• **What you are asked to do**
Transcribe verbatim every line from the line containing "Mark every instance of the brush" to the end of the entries, including both endpoints. Output nothing beyond those lines.

[Start of Exercise material]

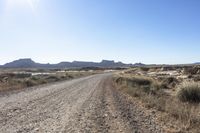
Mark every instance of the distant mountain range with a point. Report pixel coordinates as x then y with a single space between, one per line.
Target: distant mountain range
29 63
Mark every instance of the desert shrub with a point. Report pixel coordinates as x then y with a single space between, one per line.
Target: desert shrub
52 78
22 75
144 69
189 92
29 83
169 82
138 81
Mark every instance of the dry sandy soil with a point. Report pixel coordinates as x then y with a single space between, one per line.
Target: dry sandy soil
84 105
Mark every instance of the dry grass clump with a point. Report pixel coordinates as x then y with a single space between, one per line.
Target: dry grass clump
15 81
189 92
152 94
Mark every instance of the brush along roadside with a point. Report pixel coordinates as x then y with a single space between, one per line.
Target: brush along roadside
17 81
182 109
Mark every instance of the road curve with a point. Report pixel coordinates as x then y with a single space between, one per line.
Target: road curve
84 105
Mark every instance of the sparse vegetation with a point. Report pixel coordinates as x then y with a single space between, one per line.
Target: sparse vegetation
189 92
18 79
174 95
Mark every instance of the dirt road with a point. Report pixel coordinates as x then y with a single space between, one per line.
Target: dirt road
84 105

[End of Exercise material]

• **Result**
Mark every instance of the brush along roadside with a point. Report pixel coordinates as x then y with a single space between, one per line.
Target: brush along roadside
17 81
182 109
Mark every instance of the road curve with a point. Report pixel coordinates as x then y with a single space between, one per line.
Target: road curve
84 105
Mark every instance of the sparse vegetation with a point. Report pixel coordinates as x then y with a single space between, one per line.
Target: sparse vegetation
189 92
18 79
174 95
Mark every instance of the dirt road with a point. Report pixel coordinates as x then y with a single space between, one per line.
Target: dirt road
84 105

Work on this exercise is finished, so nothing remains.